### Exercise inputs ###

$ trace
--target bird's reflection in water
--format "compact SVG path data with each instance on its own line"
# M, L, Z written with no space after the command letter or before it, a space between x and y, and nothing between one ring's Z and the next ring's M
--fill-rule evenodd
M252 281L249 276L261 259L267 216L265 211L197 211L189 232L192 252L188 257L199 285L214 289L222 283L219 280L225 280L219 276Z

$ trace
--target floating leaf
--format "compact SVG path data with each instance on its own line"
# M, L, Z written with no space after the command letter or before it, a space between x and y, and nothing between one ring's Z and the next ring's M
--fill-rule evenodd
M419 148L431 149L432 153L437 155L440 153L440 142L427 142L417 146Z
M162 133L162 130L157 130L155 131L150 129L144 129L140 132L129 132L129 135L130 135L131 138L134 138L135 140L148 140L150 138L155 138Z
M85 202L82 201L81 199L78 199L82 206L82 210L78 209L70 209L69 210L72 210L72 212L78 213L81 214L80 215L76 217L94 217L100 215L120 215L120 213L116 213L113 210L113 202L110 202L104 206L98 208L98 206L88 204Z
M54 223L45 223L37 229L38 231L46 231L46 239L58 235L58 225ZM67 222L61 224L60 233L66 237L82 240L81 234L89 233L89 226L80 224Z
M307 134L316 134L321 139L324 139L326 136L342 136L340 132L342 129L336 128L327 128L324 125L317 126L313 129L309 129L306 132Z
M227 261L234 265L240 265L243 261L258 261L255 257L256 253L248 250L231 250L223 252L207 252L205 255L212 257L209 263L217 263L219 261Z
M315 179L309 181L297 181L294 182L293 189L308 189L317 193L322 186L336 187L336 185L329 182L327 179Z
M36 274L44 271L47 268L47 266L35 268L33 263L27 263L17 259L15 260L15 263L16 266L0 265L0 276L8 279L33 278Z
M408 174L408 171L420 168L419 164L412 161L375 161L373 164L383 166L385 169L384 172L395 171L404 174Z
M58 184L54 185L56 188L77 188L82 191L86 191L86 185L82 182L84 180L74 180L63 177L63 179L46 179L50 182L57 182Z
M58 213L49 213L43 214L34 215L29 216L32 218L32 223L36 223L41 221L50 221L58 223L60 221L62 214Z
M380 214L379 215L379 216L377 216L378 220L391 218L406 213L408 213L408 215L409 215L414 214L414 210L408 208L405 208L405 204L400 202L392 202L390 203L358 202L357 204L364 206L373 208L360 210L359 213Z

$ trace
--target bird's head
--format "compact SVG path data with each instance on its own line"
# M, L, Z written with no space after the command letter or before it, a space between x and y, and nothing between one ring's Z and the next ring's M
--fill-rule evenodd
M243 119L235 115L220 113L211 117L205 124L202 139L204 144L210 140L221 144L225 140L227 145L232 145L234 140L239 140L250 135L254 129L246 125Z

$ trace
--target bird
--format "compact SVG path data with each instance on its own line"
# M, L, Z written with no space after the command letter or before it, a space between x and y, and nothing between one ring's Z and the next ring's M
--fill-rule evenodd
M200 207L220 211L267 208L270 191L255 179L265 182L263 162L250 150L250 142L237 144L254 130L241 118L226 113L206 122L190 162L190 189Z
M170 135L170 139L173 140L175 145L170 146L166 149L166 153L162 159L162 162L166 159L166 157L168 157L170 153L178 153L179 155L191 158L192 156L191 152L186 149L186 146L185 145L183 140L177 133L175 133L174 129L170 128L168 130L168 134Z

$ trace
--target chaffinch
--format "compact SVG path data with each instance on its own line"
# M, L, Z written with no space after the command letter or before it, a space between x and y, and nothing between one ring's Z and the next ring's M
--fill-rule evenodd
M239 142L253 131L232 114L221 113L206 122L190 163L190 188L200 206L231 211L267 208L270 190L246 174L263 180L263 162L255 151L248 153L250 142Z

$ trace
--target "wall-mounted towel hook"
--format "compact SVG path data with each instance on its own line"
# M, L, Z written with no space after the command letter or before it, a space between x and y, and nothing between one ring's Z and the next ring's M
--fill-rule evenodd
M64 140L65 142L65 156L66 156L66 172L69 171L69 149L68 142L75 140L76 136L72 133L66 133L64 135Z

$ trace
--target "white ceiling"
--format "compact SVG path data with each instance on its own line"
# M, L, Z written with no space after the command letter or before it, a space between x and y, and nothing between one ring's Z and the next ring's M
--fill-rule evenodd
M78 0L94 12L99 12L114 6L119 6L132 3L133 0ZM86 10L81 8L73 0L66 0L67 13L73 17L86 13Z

###

*Your task*
Extract every line of the entries above and reproduce each one verbatim, in its original order.

*Task output*
$ trace
--target bird's reflection in water
--format "compact SVG path data with each instance on its own line"
# M, L, Z written with no space after the command letter or before it, a space between x and y, and nothing between one ring's Z and the next ring's M
--fill-rule evenodd
M252 281L249 276L261 259L267 216L265 211L197 211L189 232L192 252L188 257L199 285L214 289L222 283L219 280L225 280L219 276Z

$ trace
--target floating leaf
--format "compact SVG path data with each instance on its own line"
# M, L, Z written with no space after the command letter or before it, a space between x and y, and nothing between one ring's Z and the next ring's M
--fill-rule evenodd
M419 148L431 149L432 153L437 155L440 153L440 142L427 142L417 146Z
M162 133L162 130L157 130L155 131L150 129L144 129L140 132L129 132L129 135L130 135L131 138L134 138L135 140L148 140L150 138L155 138Z
M85 202L82 201L81 199L78 199L82 206L82 210L78 209L70 209L69 210L72 210L72 212L78 213L81 214L80 215L76 217L94 217L100 215L120 215L120 213L116 213L113 210L113 202L110 202L104 206L98 208L98 206L88 204Z
M54 223L45 223L37 229L38 231L46 231L46 239L58 235L58 225ZM67 222L61 224L60 233L66 237L82 240L81 234L89 233L89 226L80 224Z
M307 134L316 134L321 139L324 139L326 136L342 136L340 132L342 129L336 128L327 128L324 125L317 126L313 129L309 129L306 132Z
M227 261L234 265L240 265L243 261L258 261L255 257L256 253L248 250L231 250L223 252L207 252L205 255L212 257L209 263L217 263L219 261Z
M315 179L309 181L297 181L294 182L293 189L308 189L317 193L322 186L336 187L336 185L329 182L327 179Z
M36 274L44 271L47 268L47 266L35 268L33 263L27 263L17 259L15 260L15 263L16 266L0 265L0 276L8 279L33 278Z
M408 174L408 171L420 168L419 164L412 161L375 161L373 164L383 166L385 169L384 172L395 171L404 174Z
M58 184L54 185L56 188L77 188L82 191L86 191L86 185L82 182L84 180L74 180L63 177L63 179L46 179L50 182L57 182Z
M58 213L49 213L43 214L34 215L29 216L32 218L32 223L36 223L41 221L50 221L58 223L60 221L62 214Z
M380 214L379 215L379 216L377 216L378 220L391 218L406 213L408 213L408 215L409 215L414 214L414 210L408 208L405 208L405 204L400 202L392 202L390 203L358 202L357 204L364 206L373 208L360 210L359 213Z

$ trace
--target bird's head
--format "compact SVG path data with each instance on its own line"
# M, L, Z written with no space after the command letter or before it, a space between x and y, and nothing between one ring's Z and the next ring's M
--fill-rule evenodd
M243 119L235 115L220 113L211 117L205 124L202 139L204 144L210 140L221 144L225 140L227 145L232 145L234 140L239 140L250 135L254 129L246 125Z

$ trace
--target bird
--format "compact SVG path data with each instance on its own line"
# M, L, Z written with no space after the command letter or before it, a space between x and y, and nothing between one ring's Z and the next ring's M
--fill-rule evenodd
M200 207L220 211L267 208L270 191L255 179L265 182L263 162L250 150L250 142L237 144L254 130L241 118L226 113L206 122L190 162L190 189Z
M170 135L170 139L173 140L175 145L170 146L166 149L166 153L162 159L162 162L166 159L166 157L168 157L170 153L178 153L179 155L191 158L192 156L191 152L186 149L186 146L185 145L183 140L177 133L175 133L174 129L170 128L168 130L168 134Z

$ trace
--target chaffinch
--format "compact SVG path data with each instance on its own line"
# M, L, Z written with no space after the command letter or before it, a space between x and y, and nothing between one ring's Z and the next ring's M
--fill-rule evenodd
M239 142L253 131L232 114L221 113L206 122L190 163L190 188L200 206L231 211L267 208L270 190L246 174L263 180L263 162L255 151L248 153L250 142Z

$ trace
--target "wall-mounted towel hook"
--format "compact SVG path data with each instance on its own line"
# M, L, Z written with no space after the command letter or before it, a space between x and y, and nothing between one ring's Z and the next ring's M
--fill-rule evenodd
M64 140L65 142L65 156L66 156L66 172L69 171L69 149L68 142L75 140L76 136L72 133L66 133L64 135Z

$ trace
--target "white ceiling"
--format "compact SVG path data with each instance on its own line"
# M, L, Z written with no space after the command letter or before it, a space between x and y, and nothing between one ring's Z and the next ring's M
--fill-rule evenodd
M78 0L94 12L99 12L114 6L119 6L132 3L133 0ZM86 10L81 8L73 0L66 0L67 13L73 17L86 13Z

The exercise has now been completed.